• **Teks Bacaan**
•••
A.
Biografi
Beliau adalah
pengarang tafsir Ibnu Kasir yang mempunyai nama lengkap I’mad al-Din Isma’il
ibn ‘Umar ibn Kasir al-Quraisyqi. Ia biasa dipanggil dengan sebutan Abu al-Fida’.
Ia lahir di Basrah tahun 700 H/1300 M.
Dalam
bidang hadits, ia banyak belajar dari ulama-ulama Hijaz. Ia memperoleh ijazah
dari al-Wani. Ia juga dididik oleh pakar hadits terkenal di Suriah yakni Jamal
ad-Din al-Mizzi (w, 742 H/ 1342 M), yang kemudian menjadi mertuanya sendiri.
Dalam waktu yang cukup lama, ia hidup di Suriah sebagai orang yang sederhana
dan tidak terkenal. Popularitasnya dimulai ketika ia terlibat dalam penelitian
untuk menetapkan hukuman terhadap seorang zindiq yang didakwa menganut paham
hulul (inkarnasi). Penelitian ini diprakarsai oleh Gubernur Suriah, Altunbuga
al-Nasiri di akhir tahun 741 H/ 1341 M.
Pada
tahun 748 H/ 1341 M ia menggantikan gurunya Muhammad ibn Muhammad al-Zahabi
(1284-1348 M) di sebuah lembaga pendidikan Turba Umm Salih. Selanjutnya ia juga
diangkat menjadi kepala lembaga pendidikan hadits di Dar al-Hadits
al-Asyrafiyah setelah Hakim Taqiuddin
al-Subki wafat yaitu kepala terdahulu yang ia gantikan. Kemudian di tahun 768
H/ 1366 M ia diangkat menjadi guru besar oleh Gubernur Mankali Buga di Masjid
Umayah Damaskus.
Selain itu, Dalam al-Mu’jam Imam Dzahabi
megungkapkan tentang Ibnu Katsir, “ adalah seorang imam, mufti, pakar hadits.
Spesialis fiqih, ahli hadist yang cermat dan mufassir yang kritis”.[1]
B.
Karya-Karya
Karya-karyanya
adalah Tafsîr al-Qur`an al-azhîm, al-Bidâyah wa al-nihâyah, al-Takmîl fî
makrifati al_tsiqât wa al-dlu’afâ` wa- al majâhil, al-Hadyu wa al-sunan fî ahâdits
al-masânid wa al-sunan atau yang mashur
dengan istilah jâmi’ al-masânid, “al-Kawakib al-darari,Tafsir al-Qur’an
al-ijtihad fi Talab al-Jihad, al-Wahid al-Nafis fi Manaqibil Imam Muhammad ibn
Idris (Imam as-Syafi’i), al-Sîrah al-nabawiyah, Qasas al-Anbiya, al-Bidayah wa
al-Nihayah, Al-Fusul FI Sirah al-Rasul, Tabaqat al-Syafi’iyah, Manaqib al-Imam
al-Syafi’I.[2]
C.
Metodologi Tafsir dan Corak Penafsiran
Kitab ini dapat
dikaegorikan sebagai salah satu kitab tafsir dengan corak dan orientasi (al-laun
wa al-ittijah) tafsir bi al-ma’sur atau tafsir bi al-riwayah.
•••
• **Kutipan Data**
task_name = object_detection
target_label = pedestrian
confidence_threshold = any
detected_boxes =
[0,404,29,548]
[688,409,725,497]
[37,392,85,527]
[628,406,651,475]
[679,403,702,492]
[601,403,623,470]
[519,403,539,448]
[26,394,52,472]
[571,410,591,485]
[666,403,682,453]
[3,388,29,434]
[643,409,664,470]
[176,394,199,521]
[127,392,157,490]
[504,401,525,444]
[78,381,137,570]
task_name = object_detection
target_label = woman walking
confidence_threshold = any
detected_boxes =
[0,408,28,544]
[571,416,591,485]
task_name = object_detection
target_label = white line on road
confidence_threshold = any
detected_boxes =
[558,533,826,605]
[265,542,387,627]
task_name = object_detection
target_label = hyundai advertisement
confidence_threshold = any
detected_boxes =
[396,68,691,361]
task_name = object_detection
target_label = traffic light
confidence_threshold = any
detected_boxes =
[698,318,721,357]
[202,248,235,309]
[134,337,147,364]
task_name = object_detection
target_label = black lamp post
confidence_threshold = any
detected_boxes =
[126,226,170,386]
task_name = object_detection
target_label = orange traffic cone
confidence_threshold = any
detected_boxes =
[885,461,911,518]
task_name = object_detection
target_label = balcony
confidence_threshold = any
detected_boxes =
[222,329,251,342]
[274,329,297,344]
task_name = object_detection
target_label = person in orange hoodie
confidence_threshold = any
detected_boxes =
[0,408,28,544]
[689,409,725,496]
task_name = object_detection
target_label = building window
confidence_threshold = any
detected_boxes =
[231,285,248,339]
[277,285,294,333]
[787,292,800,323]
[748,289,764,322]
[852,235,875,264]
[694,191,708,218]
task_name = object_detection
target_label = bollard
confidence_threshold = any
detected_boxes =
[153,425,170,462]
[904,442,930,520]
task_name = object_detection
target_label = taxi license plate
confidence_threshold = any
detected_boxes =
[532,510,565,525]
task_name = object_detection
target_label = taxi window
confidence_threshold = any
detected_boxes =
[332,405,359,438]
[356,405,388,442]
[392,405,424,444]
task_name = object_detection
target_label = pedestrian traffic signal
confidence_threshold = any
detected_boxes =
•••
• **Rumusan Soal**
Tuliskan kembali bagian teks tentang Ibnu Kasir di atas, mulai dari "Ia lahir di" sampai dengan "menjadi mertuanya sendiri.", tanpa mengubah satu kata pun.

• **Penyelesaian Soal**
Ia lahir di Basrah tahun 700 H/1300 M.
Dalam
bidang hadits, ia banyak belajar dari ulama-ulama Hijaz. Ia memperoleh ijazah
dari al-Wani. Ia juga dididik oleh pakar hadits terkenal di Suriah yakni Jamal
ad-Din al-Mizzi (w, 742 H/ 1342 M), yang kemudian menjadi mertuanya sendiri.